やること
(a) 産総研の受賞を伝える文章のうち、「平成28年度科学技術分野の文部科学大臣表彰において産総研が3件の科学技術賞を受賞」から始まり「なお、授賞式は4月20日に文部科学省にて行われる予定である。」で終わる部分を、一字も変えずに書き写せ。
(b) 産総研の受賞を伝える文章が示す科学技術賞の受賞件数を、区分ごとにすべて挙げよ。

提供テキスト
受賞

2016/04/12

平成28年度科学技術分野の文部科学大臣表彰において産総研が3件の科学技術賞を受賞

冨岡文部科学副大臣 ご祝辞の写真
冨岡文部科学副大臣 ご祝辞

 平成28年度科学技術分野の文部科学大臣表彰において、国立研究開発法人 産業技術総合研究所【理事長 中鉢 良治】(以下「産総研」という) は開発部門にて1件、研究部門にて2件、合計3件の科学技術賞を受賞した。
 この表彰は、科学技術に関する研究開発、理解増進等において顕著な成果を収めた者について、その功績を讃えることにより、科学技術に携わる者の意欲の向上を図り、もって我が国の科学技術水準の向上に寄与することを目的として行われている。
 なお、授賞式は4月20日に文部科学省にて行われる予定である。

与えられた情報
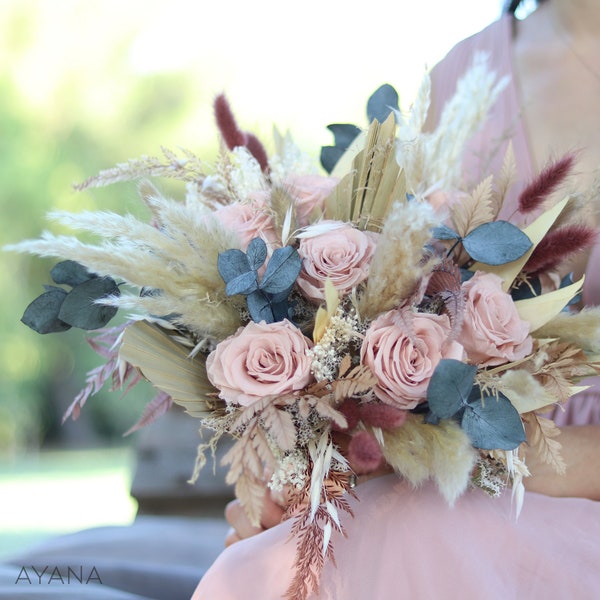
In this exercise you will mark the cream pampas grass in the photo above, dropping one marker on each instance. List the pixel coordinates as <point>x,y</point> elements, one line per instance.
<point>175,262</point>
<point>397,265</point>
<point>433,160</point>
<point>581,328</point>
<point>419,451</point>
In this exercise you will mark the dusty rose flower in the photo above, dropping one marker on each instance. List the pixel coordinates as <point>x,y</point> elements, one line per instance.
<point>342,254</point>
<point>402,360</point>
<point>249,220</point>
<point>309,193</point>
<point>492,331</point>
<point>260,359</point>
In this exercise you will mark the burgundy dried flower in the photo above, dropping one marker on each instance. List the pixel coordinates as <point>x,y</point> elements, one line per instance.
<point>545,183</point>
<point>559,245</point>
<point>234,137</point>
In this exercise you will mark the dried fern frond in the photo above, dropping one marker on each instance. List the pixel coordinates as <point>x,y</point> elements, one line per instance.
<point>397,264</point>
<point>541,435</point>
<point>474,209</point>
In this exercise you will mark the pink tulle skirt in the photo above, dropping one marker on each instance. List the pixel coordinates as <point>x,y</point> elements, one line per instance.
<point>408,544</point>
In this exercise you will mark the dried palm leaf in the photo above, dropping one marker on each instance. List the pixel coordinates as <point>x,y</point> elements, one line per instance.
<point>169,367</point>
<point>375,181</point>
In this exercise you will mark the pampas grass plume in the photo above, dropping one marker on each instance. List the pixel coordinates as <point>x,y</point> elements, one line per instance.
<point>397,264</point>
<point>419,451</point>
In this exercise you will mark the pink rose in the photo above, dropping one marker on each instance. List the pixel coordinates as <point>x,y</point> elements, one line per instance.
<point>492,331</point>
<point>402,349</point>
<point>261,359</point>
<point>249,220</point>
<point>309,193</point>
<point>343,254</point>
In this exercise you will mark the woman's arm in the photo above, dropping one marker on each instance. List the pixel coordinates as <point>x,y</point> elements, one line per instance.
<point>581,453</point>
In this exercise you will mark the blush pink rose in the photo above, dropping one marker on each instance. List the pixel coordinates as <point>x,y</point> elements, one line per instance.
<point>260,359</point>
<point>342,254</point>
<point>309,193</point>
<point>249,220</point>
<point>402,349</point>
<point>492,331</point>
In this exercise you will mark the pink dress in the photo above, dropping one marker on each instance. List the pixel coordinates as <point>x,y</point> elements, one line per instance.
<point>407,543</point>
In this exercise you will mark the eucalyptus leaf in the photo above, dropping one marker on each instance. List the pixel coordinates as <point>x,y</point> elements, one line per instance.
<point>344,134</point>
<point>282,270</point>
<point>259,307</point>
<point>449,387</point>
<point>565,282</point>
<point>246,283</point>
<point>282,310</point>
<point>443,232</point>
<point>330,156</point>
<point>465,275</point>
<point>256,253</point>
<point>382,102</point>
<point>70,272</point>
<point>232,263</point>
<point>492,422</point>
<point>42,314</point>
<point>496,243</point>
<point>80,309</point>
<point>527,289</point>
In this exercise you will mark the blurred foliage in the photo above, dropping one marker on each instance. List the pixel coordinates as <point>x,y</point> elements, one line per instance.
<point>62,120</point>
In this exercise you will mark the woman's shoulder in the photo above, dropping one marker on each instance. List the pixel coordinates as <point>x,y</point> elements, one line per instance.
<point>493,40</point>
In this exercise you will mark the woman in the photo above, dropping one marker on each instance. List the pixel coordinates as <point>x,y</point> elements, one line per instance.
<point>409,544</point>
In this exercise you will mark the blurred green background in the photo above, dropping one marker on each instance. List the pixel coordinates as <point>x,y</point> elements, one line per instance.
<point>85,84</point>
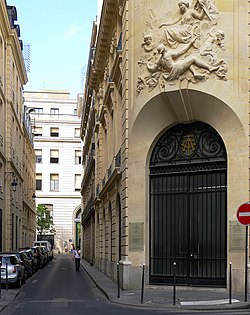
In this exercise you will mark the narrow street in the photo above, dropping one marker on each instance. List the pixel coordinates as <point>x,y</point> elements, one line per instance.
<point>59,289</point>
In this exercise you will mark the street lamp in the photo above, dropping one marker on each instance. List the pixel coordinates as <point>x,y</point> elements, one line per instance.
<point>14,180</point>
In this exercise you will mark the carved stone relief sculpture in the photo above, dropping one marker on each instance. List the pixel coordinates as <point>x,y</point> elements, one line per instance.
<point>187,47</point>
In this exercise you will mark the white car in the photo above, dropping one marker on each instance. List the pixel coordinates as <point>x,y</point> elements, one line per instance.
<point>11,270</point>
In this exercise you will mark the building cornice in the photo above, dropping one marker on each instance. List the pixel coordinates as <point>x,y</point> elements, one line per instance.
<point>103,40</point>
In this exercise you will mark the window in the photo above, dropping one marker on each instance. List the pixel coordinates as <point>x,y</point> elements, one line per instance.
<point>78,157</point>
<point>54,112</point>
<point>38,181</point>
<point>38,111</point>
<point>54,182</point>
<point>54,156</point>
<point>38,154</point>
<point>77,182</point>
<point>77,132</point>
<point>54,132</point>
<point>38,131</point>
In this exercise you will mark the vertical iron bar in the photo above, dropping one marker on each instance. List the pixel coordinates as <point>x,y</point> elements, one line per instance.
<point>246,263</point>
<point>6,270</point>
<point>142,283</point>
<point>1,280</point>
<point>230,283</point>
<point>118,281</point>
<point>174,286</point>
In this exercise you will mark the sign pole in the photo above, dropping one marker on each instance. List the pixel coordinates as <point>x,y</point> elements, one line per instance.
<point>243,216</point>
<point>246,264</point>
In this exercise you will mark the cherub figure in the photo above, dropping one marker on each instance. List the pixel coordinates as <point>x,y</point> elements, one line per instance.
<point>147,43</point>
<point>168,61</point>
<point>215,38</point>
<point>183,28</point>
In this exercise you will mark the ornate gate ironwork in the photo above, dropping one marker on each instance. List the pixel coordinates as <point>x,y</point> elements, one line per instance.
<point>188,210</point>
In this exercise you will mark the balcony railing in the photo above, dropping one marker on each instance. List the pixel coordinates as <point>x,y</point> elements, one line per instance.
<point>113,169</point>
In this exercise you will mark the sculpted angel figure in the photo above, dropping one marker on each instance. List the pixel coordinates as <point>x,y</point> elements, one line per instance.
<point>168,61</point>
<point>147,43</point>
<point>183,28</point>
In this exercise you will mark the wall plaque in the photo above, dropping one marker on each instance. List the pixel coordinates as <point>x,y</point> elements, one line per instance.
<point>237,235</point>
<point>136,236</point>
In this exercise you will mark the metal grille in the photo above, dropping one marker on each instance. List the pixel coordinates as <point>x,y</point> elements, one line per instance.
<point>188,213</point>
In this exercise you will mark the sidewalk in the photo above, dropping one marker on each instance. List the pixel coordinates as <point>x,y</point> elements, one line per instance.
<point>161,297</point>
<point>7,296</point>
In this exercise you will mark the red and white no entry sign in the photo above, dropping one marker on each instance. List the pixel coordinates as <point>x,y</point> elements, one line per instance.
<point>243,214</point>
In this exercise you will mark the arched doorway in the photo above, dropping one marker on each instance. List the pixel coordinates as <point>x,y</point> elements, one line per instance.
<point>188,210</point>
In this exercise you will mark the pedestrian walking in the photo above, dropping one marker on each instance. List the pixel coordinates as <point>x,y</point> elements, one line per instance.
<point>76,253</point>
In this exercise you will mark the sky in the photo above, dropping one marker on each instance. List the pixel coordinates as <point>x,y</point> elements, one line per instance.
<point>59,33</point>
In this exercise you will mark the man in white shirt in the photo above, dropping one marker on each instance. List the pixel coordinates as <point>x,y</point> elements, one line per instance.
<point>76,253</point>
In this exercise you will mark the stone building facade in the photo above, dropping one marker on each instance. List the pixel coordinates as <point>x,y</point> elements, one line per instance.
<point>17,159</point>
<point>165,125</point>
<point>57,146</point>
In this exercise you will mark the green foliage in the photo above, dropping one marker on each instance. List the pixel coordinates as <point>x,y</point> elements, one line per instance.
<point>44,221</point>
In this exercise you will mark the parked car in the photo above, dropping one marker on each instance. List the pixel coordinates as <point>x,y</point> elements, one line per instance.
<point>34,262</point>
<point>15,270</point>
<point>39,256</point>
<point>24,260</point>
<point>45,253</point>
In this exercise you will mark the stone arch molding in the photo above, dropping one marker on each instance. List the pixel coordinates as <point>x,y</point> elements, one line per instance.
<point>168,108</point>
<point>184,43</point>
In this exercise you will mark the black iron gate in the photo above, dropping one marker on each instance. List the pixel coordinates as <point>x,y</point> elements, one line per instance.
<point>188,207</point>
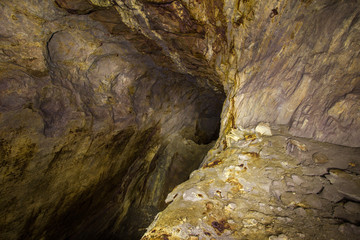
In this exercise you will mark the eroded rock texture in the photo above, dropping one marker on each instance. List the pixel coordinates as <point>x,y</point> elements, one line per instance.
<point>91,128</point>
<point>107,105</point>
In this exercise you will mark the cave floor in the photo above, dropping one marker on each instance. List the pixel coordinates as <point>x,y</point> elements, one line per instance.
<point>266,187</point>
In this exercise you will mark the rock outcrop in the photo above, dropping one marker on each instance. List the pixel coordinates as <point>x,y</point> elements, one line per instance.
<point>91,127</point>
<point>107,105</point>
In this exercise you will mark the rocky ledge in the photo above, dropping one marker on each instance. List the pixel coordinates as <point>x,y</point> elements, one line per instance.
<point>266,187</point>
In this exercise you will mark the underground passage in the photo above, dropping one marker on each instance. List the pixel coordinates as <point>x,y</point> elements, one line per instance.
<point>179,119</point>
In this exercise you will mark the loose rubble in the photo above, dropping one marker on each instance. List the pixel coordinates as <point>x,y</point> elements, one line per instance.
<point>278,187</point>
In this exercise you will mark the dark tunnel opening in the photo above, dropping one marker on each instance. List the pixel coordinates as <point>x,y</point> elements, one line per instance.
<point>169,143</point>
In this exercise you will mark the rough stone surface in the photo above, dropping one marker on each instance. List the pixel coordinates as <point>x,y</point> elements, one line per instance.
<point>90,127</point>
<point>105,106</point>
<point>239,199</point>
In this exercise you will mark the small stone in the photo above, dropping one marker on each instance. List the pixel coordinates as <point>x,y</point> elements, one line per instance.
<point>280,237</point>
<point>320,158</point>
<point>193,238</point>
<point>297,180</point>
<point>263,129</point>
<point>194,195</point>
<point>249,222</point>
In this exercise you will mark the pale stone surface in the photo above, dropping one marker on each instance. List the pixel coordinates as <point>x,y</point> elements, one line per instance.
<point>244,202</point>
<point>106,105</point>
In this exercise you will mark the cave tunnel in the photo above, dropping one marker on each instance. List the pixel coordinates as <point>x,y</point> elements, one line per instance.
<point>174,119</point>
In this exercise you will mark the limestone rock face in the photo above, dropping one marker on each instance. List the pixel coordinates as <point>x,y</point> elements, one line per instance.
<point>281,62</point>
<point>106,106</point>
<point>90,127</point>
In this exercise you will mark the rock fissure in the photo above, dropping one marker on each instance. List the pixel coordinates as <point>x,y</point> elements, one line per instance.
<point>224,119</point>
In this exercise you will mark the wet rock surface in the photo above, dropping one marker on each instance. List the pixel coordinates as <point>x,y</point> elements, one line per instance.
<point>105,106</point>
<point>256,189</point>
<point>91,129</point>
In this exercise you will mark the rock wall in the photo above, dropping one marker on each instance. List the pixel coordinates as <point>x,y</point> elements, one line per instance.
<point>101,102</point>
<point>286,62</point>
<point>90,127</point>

解答一覧
(a)
平成28年度科学技術分野の文部科学大臣表彰において産総研が3件の科学技術賞を受賞

冨岡文部科学副大臣 ご祝辞の写真
冨岡文部科学副大臣 ご祝辞

 平成28年度科学技術分野の文部科学大臣表彰において、国立研究開発法人 産業技術総合研究所【理事長 中鉢 良治】(以下「産総研」という) は開発部門にて1件、研究部門にて2件、合計3件の科学技術賞を受賞した。
 この表彰は、科学技術に関する研究開発、理解増進等において顕著な成果を収めた者について、その功績を讃えることにより、科学技術に携わる者の意欲の向上を図り、もって我が国の科学技術水準の向上に寄与することを目的として行われている。
 なお、授賞式は4月20日に文部科学省にて行われる予定である。

(b)
開発部門：1件
研究部門：2件
合計：3件